Thursday, August 14, 2008

I'm more European than an English Muffin

I talk a lot of junk about hippies, and the Commies. But deep down, my heart bleeds for endangered fluffy bunnies and Mother Earth. And for our neighbors to the North, I give you guys some crap, but sometimes I think I wouldn't be better as a Canadian.



You see, I was born without a profit motive. As for money I just...I just don't care. So when it comes to corporations I'm at best ambivalent. Sure, they can do some good, but since they have no reason to exist other than to provide their shareholders with a return, sometimes they're downright evil.

So when I read Naomi Klein's (Canadian Jew!) The Shock Doctrine, it confirmed my paranoia. Klein has a real bone to pick with Milton Friedman, seemingly mild-mannered economist and sworn enemy of Franklin Delano Roosevelt and his New Deal.

Friedman took a psychological experiment using electro-shock therapy and turned it into the dominant economic and political theory of the last 60 years. The idea is to shock a country or region into disorientation, either through natural disaster or war or some other traumatic event. With the public reeling, the government needs a quick fix. So Friedman trained economists from all over the world to step in and offer lessons in privatization, and corporate-friendly labor laws and taxes. He started in Chile with Augusto Pinochet, then moved through South America privatizing Argentina, Brazil, and Bolivia following the coups that occurred there. His acolytes promised new wealth, freedom, and democracy.

The only problem is that the coups were often funded and provoked by the CIA. And once the wildly unpopular economic plans were announced, and citizens were a little upset when their healthcare and wage protections were revoked, the governments invariably arrested and killed thousands of dissenters.

The privatizations allowed a few to become wildly rich, and the vast majority to become fantastically poor. Friedman's theory was tested in South America, and then unleashed in Indonesia, Poland, Russia, and Great Britain. The World Bank and the IMF were created to provide funding for underdeveloped countries, and they used that opportunity to make the loans contingent on extensive privatization. Eventually natural disasters were exploited, like the 2004 tsunami and Hurricanes Mitch and Katrina. In most cases either Friedman's students or corporate officers themselves who drafted the new economic regulations.

And then there was that whole Iraq thing. Friedman's followers are responsible for the incredible amount of contracting going on in Iraq, as well as in many other areas of the US government. Guys like Grover Norquist, who said that "I don’t want to abolish government. I simply want to reduce it to the size where I can drag it into the bathroom and drown it in the bathtub." This is Grover Norquist, president of Americans for Tax Reform, invaluable adviser to Bush, and co-drafter of Newt Gingrich's 1994 Contract with America. For a guy who hates government so much, he sure has an awful lot to do with it. Although how are we supposed to take a guy named Grover seriously?

So aside from all that, the book was HILARIOUS. You'll laugh until you cry. And if you live in Canada, you'll probably drink yourself silly, comforted in the knowledge that your trip to the hospital for alcohol poisoning and cirrhosis will be paid for by a bunch of snooty Quebecois.

I guess my point is, hoooooooooray for capitalism.

1 comment:

Ali said...

the free health care makes it worth all the jokes you toss my way.

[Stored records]

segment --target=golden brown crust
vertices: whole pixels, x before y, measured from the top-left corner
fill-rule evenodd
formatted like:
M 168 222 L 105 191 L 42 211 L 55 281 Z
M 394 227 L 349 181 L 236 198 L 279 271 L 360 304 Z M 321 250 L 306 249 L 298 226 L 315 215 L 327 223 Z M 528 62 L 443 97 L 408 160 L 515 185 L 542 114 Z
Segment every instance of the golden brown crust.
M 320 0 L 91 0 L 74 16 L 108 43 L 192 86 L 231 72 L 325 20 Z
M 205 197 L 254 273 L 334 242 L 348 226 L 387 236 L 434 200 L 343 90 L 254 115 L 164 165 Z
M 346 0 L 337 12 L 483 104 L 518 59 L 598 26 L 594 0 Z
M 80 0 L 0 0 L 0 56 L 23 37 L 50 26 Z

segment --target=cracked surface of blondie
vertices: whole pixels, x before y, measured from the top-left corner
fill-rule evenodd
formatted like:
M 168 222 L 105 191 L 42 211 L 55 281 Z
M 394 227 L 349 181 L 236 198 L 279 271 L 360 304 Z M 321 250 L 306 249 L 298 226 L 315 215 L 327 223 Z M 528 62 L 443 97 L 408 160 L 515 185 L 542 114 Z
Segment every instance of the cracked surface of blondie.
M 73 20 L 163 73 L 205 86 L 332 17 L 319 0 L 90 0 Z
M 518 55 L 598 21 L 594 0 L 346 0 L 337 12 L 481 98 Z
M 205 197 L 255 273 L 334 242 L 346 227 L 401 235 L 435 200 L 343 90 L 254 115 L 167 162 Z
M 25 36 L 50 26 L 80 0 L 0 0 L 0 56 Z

• _ASSIGNMENT 1_
Answer these questions from the blog post.
(a) In which country did Friedman start, and with which leader?
(b) Which natural disasters does the blog post name as exploited?
(c) Of which organization is Grover Norquist president?
• _ASSIGNMENT 2_
Reproduce the section of the blog post that opens with the words "So when I read" and closes with "his New Deal.".
• _ASSIGNMENT 3_
Decide whether each statement agrees with the blog post. Answer yes or no, and quote the words that decide it.
(a) The World Bank and the IMF were created to provide funding for underdeveloped countries.
(b) Naomi Klein is identified as American.
(c) Grover Norquist co-drafted a Contract with America dated 1996.
None of the work here draws on the stored data.

• _EXPECTED ANSWER 1_
(a) Chile, with Augusto Pinochet.
(b) The 2004 tsunami and Hurricanes Mitch and Katrina.
(c) Americans for Tax Reform.

• _EXPECTED ANSWER 2_
So when I read Naomi Klein's (Canadian Jew!) The Shock Doctrine, it confirmed my paranoia. Klein has a real bone to pick with Milton Friedman, seemingly mild-mannered economist and sworn enemy of Franklin Delano Roosevelt and his New Deal.

• _EXPECTED ANSWER 3_
(a) Yes: "The World Bank and the IMF were created to provide funding for underdeveloped countries"
(b) No: "Naomi Klein's (Canadian Jew!)"
(c) No: "co-drafter of Newt Gingrich's 1994 Contract with America"